= Task description =
Below are the records; copy each line in them that holds the word "coat".

= Items from a dataset =
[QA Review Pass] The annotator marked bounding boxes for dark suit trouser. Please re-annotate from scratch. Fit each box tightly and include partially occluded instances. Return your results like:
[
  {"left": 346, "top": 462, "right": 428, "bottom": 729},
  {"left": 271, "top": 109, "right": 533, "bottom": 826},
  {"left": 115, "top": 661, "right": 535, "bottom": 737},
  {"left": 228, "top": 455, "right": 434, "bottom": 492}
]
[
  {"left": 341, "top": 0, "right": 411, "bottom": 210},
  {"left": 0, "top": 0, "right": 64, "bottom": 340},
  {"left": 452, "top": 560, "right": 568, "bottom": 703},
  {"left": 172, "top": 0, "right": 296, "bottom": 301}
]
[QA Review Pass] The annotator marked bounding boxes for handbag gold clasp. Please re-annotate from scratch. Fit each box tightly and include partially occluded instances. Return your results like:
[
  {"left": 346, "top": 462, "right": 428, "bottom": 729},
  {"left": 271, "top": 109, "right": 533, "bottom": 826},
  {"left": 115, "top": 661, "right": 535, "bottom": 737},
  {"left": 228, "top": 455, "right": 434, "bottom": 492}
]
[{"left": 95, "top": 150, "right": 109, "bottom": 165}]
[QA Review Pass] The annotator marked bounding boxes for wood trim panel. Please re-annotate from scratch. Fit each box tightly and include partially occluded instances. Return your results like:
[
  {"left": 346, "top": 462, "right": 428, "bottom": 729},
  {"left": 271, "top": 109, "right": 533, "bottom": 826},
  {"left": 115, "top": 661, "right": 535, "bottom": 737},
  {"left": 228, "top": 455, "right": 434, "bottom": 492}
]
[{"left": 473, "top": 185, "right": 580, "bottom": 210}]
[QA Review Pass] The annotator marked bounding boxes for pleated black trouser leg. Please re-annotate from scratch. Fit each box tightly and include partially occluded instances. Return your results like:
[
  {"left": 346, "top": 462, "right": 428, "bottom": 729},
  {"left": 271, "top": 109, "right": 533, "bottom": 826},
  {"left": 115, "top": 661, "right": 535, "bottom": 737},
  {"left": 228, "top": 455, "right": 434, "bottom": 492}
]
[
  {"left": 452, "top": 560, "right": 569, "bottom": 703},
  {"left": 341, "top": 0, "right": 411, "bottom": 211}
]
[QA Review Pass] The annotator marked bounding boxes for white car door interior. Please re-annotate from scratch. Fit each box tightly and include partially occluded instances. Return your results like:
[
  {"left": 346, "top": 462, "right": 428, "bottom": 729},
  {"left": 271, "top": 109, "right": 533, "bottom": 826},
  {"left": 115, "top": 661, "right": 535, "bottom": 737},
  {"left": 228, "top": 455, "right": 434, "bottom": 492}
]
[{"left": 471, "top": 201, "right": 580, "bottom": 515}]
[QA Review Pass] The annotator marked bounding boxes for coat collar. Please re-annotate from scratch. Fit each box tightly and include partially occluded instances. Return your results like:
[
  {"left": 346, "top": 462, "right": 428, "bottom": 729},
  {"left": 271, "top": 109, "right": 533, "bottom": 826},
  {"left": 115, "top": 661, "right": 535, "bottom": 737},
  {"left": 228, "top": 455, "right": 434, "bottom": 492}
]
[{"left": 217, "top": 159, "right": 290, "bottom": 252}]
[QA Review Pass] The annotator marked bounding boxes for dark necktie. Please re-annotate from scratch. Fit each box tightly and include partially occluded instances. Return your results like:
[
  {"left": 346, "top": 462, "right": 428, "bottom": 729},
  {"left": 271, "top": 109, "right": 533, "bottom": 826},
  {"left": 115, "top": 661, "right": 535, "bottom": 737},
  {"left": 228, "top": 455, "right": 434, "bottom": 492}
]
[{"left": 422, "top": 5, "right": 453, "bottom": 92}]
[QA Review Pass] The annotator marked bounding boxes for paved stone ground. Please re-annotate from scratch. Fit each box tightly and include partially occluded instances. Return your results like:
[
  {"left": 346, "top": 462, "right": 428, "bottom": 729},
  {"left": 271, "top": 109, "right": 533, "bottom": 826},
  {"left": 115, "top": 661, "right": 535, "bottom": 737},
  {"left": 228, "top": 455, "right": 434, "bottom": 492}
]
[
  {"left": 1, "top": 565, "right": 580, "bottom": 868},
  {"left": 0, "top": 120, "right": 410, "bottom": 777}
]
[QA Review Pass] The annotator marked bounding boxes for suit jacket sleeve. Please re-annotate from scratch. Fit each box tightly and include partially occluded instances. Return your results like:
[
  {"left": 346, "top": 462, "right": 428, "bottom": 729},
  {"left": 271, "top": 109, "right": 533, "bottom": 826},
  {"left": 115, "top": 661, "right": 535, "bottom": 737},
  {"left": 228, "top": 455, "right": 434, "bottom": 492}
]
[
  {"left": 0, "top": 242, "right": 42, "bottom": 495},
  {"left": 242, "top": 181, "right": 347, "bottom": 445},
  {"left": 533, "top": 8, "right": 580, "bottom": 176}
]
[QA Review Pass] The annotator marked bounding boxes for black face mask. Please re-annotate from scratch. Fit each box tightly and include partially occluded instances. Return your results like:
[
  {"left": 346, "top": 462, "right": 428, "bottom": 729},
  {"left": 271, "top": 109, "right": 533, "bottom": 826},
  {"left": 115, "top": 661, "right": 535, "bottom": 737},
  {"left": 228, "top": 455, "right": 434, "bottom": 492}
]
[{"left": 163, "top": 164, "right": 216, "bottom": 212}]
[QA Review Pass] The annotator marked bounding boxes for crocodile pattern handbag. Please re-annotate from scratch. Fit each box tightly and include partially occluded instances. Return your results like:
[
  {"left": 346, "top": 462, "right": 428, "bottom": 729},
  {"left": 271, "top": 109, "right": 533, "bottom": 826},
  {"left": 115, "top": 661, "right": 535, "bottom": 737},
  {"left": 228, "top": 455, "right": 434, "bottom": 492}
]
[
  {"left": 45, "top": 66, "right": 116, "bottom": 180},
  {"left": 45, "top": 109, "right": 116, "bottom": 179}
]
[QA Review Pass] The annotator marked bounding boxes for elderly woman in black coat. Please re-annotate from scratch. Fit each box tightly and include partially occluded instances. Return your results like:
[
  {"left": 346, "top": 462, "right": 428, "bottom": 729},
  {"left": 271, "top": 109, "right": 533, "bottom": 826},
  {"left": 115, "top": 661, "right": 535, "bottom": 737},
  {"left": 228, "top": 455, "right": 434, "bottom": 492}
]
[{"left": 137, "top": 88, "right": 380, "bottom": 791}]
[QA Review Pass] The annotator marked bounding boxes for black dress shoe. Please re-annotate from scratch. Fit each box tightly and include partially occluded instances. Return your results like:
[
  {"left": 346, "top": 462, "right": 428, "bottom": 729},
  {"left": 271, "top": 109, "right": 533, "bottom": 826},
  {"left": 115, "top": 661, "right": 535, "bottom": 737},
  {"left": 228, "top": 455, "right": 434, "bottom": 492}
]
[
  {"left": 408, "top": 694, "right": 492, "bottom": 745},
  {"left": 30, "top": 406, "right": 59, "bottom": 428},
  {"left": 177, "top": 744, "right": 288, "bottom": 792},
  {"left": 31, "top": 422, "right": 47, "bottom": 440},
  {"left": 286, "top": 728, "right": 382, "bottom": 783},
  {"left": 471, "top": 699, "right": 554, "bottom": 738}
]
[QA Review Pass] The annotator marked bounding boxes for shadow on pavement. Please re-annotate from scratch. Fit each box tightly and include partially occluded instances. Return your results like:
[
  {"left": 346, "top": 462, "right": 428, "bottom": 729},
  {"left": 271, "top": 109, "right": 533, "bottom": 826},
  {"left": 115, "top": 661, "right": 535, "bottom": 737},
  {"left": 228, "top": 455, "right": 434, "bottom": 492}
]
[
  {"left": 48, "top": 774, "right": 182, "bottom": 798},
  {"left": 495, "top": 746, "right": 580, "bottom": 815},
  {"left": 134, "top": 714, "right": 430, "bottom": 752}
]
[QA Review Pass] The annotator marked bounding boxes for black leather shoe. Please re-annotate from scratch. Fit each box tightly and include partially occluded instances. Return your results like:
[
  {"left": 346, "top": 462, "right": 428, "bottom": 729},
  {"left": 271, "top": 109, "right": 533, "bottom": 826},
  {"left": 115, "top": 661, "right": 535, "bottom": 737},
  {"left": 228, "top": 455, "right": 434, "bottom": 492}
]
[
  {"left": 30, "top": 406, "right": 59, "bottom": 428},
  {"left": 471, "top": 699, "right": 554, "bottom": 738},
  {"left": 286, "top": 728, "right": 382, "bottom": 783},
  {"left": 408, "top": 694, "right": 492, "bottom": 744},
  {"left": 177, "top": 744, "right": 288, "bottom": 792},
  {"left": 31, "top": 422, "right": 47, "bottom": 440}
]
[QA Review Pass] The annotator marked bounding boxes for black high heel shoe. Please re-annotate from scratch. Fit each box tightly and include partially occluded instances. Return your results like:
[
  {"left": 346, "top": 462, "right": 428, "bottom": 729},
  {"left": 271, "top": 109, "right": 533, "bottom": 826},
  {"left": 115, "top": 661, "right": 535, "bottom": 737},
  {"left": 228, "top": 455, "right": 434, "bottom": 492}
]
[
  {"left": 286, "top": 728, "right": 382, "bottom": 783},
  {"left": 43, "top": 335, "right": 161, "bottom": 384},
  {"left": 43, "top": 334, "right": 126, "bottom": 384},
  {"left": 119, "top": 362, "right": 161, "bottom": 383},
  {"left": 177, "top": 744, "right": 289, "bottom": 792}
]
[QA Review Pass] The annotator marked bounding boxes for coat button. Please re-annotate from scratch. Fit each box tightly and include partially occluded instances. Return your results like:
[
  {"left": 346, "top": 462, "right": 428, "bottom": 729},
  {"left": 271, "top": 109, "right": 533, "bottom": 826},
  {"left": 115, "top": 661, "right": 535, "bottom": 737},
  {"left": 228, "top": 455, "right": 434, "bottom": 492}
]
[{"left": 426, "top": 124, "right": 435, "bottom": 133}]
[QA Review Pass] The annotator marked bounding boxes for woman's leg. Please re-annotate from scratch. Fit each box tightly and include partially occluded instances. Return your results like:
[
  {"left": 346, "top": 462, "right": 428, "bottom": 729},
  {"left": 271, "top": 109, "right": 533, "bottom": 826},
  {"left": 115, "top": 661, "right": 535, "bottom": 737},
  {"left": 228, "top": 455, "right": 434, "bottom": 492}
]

= Answer to this task =
[QA Review Pass] The annotator marked bounding boxes for coat collar. Please re-annotate from scratch. Fit each box tightly and include partially occluded instances. Return your results like:
[QA Review Pass] The annotator marked bounding boxes for elderly woman in black coat. Please re-annotate from scratch. Fit each box tightly and include partially occluded instances. Return your results like:
[QA Review Pass] The annotator marked bounding boxes for coat button. Please re-annotate from scratch. Fit each box tightly and include partially occluded instances. Return your results like:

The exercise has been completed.